(Excerpt to read Opens)

Minister of Social Welfare
- In office March 26, 1971 – August 8, 1972
- President: Alejandro Lanusse
- Preceded by: Amadeo Frúgoli
- Succeeded by: Oscar Puiggrós

Personal details
- Born: February 10, 1919 Mendoza, Argentina
- Died: February 15, 1988 (aged 69) Buenos Aires, Argentina
- Spouse(s): Esther Canepa Devoto (1943–77) Cristina Ruíz (1985–88)
- Alma mater: Escuela Naval Militar

= Francisco Manrique =

Francisco Manrique (February 10, 1919 – February 15, 1988) was an Argentine naval officer, journalist, policy maker and presidential candidate.

==Life and times==

A native of Mendoza, in western Argentina, Francisco Manrique graduated from the Argentine Naval Academy in 1938 and from the Navy School in 1949. After being jailed as an opponent of President Juan Domingo Perón, he became head of the Casa Militar (the presidential military household) in 1955 following Perón's overthrow. He resigned as part of an effort to have the new military leader, President Eduardo Lonardi, removed, and was reinstated by Lonardi's successor, Pedro Aramburu, upon the former's resignation.

(Excerpt to read Closes)
(Information Opens)

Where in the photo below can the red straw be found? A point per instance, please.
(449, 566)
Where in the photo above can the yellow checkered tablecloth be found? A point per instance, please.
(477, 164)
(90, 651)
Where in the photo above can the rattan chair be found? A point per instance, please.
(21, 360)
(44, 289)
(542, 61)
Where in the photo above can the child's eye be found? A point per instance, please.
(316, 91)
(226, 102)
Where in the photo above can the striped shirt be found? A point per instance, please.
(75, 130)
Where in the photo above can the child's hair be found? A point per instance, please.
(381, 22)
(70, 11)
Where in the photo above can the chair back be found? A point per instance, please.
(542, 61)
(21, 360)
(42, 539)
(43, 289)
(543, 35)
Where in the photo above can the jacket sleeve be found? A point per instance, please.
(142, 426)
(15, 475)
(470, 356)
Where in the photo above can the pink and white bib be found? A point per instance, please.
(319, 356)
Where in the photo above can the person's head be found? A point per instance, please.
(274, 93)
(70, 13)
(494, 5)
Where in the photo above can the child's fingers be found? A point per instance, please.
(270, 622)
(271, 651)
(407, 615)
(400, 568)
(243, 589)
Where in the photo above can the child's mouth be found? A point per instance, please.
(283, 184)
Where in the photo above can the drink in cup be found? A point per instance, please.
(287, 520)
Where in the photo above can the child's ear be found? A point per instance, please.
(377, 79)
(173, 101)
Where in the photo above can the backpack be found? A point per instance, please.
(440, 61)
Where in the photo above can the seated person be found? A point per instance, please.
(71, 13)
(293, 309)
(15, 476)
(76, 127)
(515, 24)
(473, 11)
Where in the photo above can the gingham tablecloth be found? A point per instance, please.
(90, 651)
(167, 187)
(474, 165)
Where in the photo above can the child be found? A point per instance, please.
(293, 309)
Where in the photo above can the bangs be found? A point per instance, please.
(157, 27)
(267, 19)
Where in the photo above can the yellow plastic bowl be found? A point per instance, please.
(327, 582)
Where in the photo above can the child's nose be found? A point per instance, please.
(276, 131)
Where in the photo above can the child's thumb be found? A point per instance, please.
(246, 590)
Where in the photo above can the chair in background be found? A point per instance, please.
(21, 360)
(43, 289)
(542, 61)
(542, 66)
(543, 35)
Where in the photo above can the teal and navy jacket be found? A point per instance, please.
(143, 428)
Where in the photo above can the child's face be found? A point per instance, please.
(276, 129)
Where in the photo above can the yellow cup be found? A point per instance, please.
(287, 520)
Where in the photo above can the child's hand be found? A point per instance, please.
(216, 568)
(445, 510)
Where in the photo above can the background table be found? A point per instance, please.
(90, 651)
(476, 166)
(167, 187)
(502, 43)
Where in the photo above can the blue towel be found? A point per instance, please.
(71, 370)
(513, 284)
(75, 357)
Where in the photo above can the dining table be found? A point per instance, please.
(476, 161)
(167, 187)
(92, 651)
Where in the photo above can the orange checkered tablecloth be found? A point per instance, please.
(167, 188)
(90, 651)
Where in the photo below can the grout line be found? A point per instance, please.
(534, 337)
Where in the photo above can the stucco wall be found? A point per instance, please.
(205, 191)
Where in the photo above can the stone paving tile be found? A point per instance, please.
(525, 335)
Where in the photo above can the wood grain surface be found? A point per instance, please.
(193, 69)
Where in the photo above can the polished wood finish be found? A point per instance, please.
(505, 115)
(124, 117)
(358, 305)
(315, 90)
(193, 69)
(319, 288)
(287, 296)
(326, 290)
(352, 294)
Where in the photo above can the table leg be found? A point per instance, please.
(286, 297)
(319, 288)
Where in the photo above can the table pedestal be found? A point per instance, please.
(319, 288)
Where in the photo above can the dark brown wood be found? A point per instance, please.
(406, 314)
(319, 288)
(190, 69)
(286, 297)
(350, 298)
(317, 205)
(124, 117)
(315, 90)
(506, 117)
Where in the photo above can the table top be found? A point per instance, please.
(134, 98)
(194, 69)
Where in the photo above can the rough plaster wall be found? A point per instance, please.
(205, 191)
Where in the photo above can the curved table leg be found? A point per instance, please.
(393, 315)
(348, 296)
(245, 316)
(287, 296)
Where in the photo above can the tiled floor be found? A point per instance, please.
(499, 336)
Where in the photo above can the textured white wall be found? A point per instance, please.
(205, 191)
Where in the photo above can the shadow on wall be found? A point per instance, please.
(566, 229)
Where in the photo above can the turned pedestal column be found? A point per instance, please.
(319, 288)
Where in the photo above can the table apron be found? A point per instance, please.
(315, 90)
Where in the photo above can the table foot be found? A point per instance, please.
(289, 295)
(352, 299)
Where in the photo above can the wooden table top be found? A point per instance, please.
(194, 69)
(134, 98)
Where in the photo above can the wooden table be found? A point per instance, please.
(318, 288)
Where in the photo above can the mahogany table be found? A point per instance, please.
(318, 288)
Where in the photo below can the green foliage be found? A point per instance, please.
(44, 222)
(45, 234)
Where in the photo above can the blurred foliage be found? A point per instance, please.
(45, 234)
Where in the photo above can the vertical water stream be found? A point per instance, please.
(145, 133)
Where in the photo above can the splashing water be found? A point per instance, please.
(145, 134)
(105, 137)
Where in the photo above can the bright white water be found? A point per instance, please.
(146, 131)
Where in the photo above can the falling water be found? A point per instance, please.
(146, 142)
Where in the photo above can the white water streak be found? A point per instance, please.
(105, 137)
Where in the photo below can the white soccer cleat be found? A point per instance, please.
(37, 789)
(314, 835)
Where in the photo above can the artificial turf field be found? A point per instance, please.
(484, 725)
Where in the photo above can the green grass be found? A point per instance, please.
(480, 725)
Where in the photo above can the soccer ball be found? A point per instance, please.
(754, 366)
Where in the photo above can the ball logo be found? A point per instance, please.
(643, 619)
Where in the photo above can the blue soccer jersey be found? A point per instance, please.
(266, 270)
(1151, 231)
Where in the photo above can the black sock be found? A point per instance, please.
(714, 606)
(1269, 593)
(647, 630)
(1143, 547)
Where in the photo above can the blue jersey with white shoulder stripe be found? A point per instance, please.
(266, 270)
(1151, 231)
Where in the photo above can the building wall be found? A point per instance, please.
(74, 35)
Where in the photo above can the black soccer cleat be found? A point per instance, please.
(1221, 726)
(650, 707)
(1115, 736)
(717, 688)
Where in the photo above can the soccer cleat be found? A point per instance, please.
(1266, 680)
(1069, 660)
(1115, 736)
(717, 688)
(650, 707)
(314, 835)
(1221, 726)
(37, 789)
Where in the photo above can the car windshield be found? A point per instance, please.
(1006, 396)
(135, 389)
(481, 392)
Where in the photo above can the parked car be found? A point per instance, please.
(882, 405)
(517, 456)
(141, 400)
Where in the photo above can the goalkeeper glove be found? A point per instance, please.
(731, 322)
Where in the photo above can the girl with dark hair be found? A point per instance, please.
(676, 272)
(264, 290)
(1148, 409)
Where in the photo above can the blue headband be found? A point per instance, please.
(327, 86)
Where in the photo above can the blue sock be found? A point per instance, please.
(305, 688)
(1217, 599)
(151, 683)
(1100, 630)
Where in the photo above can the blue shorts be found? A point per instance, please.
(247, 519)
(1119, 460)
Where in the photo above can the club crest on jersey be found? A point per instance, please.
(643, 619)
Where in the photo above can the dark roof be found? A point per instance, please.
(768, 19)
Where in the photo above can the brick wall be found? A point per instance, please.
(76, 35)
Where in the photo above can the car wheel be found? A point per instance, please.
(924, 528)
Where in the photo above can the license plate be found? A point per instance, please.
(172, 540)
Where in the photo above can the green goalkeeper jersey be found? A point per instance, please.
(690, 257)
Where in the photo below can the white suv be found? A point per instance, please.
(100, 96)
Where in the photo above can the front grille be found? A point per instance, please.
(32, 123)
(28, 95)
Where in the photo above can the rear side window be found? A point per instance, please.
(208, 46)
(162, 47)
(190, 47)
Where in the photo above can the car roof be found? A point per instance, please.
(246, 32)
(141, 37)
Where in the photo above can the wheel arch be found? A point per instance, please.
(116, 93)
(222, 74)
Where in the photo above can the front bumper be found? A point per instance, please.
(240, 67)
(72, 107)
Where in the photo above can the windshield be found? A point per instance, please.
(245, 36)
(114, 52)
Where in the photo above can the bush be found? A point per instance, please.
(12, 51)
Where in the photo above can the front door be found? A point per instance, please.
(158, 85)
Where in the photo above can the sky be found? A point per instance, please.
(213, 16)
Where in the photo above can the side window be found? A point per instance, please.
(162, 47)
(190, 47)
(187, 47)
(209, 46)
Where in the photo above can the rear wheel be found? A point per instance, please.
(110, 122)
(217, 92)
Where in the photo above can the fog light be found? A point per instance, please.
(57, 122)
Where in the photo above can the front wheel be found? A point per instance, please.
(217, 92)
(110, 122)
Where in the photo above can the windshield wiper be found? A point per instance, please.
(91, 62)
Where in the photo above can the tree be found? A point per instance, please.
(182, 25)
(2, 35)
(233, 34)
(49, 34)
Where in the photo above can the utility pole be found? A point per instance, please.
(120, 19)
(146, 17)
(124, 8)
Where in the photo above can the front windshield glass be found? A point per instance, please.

(Information Closes)

* Problem A *
In the Francisco Manrique biography, why did Manrique resign as head of the Casa Militar, and who reinstated him?
* Problem B *
Pick up the Francisco Manrique biography where it stops and keep writing.

* Final answer A *
He resigned as part of an effort to have President Eduardo Lonardi removed. Lonardi's successor, Pedro Aramburu, reinstated him after Lonardi resigned.

* Final answer B *
Manrique resigned from the Navy as a captain in 1958 to start a daily newspaper in opposition to President Arturo Frondizi, Correo de la Tarde. Following Frondizi's overthrow in 1962, he lad diplomatic efforts to have other members of the Organization of American States recognize the government of President José María Guido, who had been appointed in Frondizi's stead via the acephaly clause.

Correo de la Tarde failed in 1963, as did his subsequent weekly Leer para Creer. His next undertaking, Correo de la Semana, was more successful. Launched in 1965, it became known for its advocacy for senior citizens. He hosted the television public affairs interview program Comentario Político from 1965 until the show's curtailment by order of hard-line Interior Minister Francisco Imaz.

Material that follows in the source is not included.